→ Stated problem: Quote the following lines from the records word for word, beginning at the line that contains "Reviewer note: check that each instance of the fire truck roller" and stopping after the line that contains "[[418, 388], [331, 391], [471, 389]]".

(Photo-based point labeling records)
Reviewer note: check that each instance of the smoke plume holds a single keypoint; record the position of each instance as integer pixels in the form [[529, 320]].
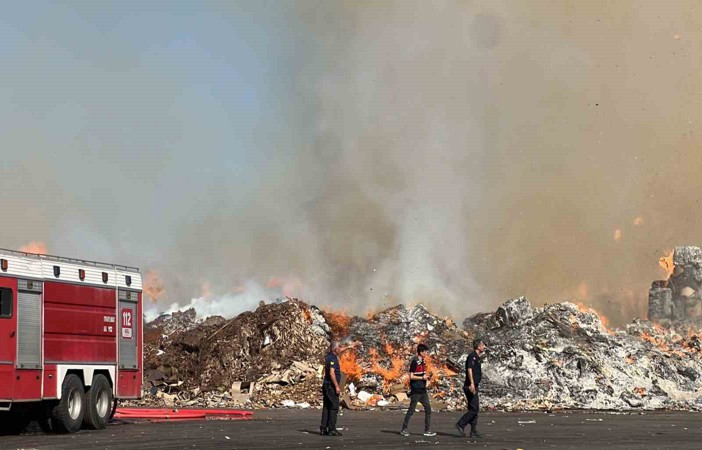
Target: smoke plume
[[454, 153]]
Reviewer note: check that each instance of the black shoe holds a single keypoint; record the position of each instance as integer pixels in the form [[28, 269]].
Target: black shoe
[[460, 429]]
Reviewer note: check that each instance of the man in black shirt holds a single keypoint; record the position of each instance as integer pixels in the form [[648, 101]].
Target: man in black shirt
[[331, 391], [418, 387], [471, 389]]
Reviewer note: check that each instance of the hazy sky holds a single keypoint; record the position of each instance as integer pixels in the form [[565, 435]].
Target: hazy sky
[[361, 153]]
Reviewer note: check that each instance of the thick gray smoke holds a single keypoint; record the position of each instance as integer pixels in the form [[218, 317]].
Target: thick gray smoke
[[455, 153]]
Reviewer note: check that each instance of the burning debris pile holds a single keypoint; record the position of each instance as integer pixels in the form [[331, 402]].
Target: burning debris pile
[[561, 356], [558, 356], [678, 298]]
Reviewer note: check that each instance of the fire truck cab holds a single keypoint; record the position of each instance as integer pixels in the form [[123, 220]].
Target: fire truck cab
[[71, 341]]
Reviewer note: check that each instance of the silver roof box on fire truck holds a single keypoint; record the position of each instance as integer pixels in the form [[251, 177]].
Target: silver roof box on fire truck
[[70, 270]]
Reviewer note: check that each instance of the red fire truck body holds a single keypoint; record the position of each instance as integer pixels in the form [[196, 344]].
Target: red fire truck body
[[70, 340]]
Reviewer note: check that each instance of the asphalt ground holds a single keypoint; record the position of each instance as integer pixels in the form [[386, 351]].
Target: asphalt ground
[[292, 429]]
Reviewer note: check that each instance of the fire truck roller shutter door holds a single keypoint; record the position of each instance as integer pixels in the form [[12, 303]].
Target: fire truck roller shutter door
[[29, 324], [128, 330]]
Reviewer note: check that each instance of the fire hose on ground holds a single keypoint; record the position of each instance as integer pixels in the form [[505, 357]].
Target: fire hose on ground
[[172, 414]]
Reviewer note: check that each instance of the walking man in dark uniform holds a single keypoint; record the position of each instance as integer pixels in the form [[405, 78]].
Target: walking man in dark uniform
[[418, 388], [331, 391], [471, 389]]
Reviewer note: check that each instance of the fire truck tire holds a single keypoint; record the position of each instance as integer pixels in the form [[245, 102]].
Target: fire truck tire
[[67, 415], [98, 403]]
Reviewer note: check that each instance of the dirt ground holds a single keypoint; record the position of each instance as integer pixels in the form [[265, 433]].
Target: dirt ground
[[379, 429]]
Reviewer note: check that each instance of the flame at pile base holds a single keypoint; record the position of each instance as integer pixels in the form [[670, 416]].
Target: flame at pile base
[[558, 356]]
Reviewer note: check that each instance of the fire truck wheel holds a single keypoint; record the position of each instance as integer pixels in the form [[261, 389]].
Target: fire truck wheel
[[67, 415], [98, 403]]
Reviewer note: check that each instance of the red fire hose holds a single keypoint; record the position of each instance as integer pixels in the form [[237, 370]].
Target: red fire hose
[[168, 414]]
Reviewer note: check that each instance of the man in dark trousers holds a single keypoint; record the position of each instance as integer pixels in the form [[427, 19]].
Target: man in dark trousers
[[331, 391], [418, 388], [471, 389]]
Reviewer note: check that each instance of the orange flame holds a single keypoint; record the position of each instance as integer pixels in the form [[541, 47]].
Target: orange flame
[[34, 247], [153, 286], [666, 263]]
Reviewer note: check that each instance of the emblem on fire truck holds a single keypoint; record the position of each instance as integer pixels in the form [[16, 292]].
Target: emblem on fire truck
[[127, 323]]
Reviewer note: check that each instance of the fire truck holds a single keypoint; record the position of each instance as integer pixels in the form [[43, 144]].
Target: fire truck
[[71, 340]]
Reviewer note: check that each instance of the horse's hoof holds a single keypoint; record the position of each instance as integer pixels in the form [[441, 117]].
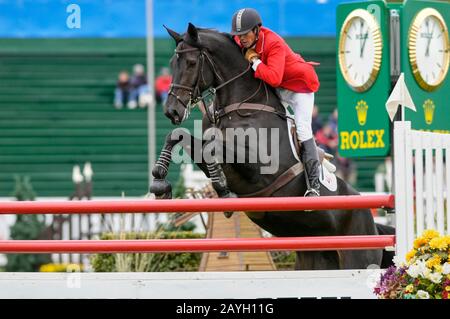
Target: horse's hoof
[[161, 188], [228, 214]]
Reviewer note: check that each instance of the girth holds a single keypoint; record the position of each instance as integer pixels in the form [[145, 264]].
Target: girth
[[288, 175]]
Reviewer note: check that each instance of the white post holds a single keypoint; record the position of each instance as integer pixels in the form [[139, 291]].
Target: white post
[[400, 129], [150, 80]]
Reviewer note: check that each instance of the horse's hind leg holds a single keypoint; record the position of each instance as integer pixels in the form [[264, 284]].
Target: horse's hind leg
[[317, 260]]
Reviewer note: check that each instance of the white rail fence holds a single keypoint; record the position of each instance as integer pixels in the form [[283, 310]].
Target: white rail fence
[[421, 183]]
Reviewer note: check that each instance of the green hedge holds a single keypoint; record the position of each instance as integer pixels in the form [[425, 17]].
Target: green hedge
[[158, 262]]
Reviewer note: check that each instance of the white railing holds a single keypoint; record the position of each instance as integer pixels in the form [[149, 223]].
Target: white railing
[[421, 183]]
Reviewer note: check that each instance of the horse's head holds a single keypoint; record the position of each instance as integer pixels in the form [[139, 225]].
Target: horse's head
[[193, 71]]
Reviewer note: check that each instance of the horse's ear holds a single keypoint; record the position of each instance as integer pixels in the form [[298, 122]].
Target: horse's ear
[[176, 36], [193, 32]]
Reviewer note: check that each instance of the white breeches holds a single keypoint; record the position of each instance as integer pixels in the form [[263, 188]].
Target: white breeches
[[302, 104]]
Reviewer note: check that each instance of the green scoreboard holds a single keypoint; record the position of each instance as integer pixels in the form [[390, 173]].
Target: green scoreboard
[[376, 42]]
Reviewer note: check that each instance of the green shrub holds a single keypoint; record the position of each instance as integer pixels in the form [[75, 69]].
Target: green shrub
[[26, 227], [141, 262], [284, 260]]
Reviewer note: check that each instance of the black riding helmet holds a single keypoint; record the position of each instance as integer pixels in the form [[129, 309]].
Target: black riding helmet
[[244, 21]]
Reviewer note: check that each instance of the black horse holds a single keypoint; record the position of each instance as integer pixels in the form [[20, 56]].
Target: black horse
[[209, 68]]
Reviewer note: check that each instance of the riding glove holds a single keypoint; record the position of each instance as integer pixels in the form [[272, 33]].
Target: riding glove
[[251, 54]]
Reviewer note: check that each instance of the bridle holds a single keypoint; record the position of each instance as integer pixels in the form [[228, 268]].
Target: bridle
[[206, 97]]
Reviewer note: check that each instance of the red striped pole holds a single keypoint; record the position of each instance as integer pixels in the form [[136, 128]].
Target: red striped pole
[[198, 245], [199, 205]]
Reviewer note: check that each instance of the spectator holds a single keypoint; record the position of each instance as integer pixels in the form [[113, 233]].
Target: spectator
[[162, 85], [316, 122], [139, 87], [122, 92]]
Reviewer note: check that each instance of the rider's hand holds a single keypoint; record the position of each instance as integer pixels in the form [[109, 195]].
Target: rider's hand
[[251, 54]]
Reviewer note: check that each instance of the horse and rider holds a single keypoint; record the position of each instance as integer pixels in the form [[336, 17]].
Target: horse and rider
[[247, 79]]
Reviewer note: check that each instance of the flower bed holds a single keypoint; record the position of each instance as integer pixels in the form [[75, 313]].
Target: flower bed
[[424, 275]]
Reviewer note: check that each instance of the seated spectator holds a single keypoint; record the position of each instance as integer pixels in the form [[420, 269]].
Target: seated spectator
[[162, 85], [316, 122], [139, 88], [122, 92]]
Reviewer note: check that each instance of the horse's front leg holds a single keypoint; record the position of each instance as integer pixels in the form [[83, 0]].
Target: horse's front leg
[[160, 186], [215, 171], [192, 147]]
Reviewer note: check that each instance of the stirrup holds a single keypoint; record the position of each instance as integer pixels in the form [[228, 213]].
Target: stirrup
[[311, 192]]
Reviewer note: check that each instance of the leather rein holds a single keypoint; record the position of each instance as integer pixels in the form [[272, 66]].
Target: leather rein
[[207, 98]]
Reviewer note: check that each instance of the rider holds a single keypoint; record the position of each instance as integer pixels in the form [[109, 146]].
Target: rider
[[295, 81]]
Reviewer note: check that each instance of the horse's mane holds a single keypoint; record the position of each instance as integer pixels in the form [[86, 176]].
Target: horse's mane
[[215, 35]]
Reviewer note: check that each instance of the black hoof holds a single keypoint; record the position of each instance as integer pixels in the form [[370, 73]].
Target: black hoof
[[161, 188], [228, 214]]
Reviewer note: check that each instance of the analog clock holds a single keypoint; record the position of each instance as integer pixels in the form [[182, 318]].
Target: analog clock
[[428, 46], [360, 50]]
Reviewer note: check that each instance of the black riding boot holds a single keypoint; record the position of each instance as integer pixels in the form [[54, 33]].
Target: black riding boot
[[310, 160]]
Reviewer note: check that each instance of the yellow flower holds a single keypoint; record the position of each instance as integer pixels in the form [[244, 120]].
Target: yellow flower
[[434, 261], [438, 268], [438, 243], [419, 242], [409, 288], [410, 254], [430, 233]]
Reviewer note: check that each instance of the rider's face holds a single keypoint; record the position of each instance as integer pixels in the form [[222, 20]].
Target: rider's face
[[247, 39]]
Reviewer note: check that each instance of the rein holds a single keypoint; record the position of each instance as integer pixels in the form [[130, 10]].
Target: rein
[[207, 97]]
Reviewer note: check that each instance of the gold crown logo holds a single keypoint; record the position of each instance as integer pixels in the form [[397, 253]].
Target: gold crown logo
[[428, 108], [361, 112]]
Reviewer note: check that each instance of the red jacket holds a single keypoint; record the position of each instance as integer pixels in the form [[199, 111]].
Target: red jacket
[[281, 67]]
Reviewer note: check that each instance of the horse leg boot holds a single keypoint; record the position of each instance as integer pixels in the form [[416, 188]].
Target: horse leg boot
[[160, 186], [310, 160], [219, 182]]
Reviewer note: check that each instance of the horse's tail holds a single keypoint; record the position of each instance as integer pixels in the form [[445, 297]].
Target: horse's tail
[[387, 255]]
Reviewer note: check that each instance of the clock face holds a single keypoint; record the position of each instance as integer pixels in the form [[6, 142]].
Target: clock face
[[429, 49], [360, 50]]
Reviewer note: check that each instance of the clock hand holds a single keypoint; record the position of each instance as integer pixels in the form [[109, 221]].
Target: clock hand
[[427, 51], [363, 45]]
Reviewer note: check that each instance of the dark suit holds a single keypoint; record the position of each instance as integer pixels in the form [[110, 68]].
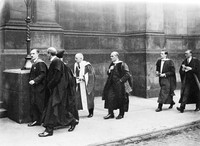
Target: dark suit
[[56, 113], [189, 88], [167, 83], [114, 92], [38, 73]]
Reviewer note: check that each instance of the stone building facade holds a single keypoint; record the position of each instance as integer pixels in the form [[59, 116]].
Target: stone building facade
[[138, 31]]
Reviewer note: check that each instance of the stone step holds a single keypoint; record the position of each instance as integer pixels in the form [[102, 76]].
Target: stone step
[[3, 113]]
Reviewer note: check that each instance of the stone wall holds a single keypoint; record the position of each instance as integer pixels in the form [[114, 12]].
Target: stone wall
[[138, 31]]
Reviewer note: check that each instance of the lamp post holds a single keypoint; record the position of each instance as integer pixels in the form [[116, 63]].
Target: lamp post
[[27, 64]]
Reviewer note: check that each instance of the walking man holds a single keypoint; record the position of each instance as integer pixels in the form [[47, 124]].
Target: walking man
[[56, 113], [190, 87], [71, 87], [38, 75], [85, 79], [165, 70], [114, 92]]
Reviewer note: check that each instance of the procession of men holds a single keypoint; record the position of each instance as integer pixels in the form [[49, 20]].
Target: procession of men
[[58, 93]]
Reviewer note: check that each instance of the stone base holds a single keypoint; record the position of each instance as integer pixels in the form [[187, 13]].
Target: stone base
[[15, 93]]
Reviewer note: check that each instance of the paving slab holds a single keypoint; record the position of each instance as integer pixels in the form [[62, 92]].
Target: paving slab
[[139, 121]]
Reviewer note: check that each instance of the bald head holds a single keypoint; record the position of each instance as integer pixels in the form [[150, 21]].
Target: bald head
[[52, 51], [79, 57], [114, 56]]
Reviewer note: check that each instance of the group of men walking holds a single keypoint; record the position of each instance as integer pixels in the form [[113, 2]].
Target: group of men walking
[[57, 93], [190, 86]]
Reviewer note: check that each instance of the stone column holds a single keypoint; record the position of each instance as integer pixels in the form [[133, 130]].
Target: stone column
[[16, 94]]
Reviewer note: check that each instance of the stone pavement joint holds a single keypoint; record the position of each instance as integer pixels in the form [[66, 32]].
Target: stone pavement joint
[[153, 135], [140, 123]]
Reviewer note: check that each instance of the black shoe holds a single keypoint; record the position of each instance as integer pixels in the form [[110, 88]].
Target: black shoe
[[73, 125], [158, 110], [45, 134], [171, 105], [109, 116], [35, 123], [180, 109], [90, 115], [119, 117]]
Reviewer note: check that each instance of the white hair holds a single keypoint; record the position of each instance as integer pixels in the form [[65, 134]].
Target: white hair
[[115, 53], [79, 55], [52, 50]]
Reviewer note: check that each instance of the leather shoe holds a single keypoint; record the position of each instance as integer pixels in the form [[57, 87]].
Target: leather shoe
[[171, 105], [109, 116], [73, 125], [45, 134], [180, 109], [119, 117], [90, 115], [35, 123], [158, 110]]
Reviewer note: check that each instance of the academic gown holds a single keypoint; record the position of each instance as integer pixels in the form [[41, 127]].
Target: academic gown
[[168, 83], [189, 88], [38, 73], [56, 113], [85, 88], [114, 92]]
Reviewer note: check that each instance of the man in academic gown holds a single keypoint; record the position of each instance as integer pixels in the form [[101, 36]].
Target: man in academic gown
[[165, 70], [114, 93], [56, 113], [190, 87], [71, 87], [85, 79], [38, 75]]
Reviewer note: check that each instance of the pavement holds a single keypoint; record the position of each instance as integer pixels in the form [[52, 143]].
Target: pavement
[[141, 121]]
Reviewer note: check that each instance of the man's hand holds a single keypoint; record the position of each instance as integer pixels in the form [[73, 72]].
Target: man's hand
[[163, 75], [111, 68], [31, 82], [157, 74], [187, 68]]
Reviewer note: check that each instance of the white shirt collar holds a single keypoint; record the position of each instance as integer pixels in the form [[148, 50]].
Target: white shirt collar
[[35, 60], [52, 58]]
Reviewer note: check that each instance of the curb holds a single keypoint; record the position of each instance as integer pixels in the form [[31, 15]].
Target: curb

→ Solution to this exercise:
Reviewer note: check that each instance of the fire truck roller shutter door holds a single keypoint; record the position of each instance as integer pixels in the form [[12, 303]].
Target: fire truck roller shutter door
[[29, 324], [128, 330]]
Reviewer note: check that each instance of the fire hose on ground holds a single keypoint; record the position of each instance as integer pixels in the form [[505, 357]].
Target: fire hose on ground
[[172, 414]]
Reviewer note: check that each instance of the walking man in dark uniform holds a single keypoint; record the position of each instance as integer pixels in the form [[405, 78]].
Target: walking man in dark uniform
[[418, 388], [331, 391], [471, 389]]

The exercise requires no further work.